*Work required*
Copy out, from the data, each line containing the string "place".
── Exercise data
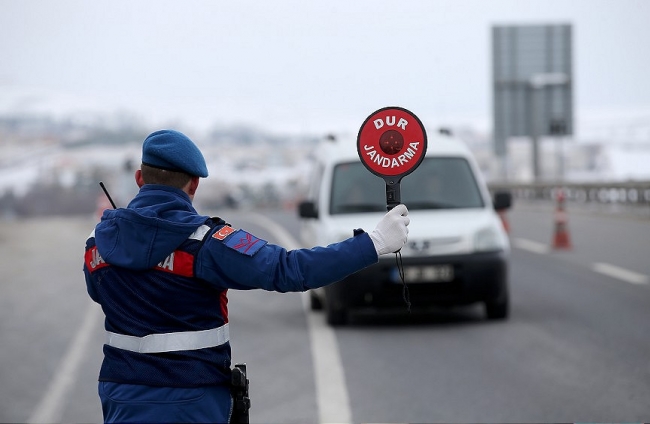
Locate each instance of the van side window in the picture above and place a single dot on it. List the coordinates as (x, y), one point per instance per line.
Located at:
(313, 190)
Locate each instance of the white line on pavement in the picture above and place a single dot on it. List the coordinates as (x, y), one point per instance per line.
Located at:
(620, 273)
(531, 246)
(331, 392)
(50, 408)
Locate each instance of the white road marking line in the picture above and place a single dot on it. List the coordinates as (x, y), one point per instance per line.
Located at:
(620, 273)
(531, 246)
(50, 408)
(331, 392)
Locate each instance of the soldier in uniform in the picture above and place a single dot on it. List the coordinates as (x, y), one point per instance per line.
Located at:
(161, 272)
────
*Answer to this problem*
Locate each instance of the van side window in the picture above and place a single dot on it. List the coordinates as (x, y), one point per instance per line.
Locate each instance of the white line on pavement in the picture above and place a single dot on it. List the coordinates as (x, y), one point per instance per line.
Locate each instance of the white road marking line in the picture above and place a single dot on it. List the coordinates as (x, y), one point per instance per line.
Locate each instance of the soldier in uniform in the picture above and place a single dot on it. List the coordinates as (x, y), one point per instance per line.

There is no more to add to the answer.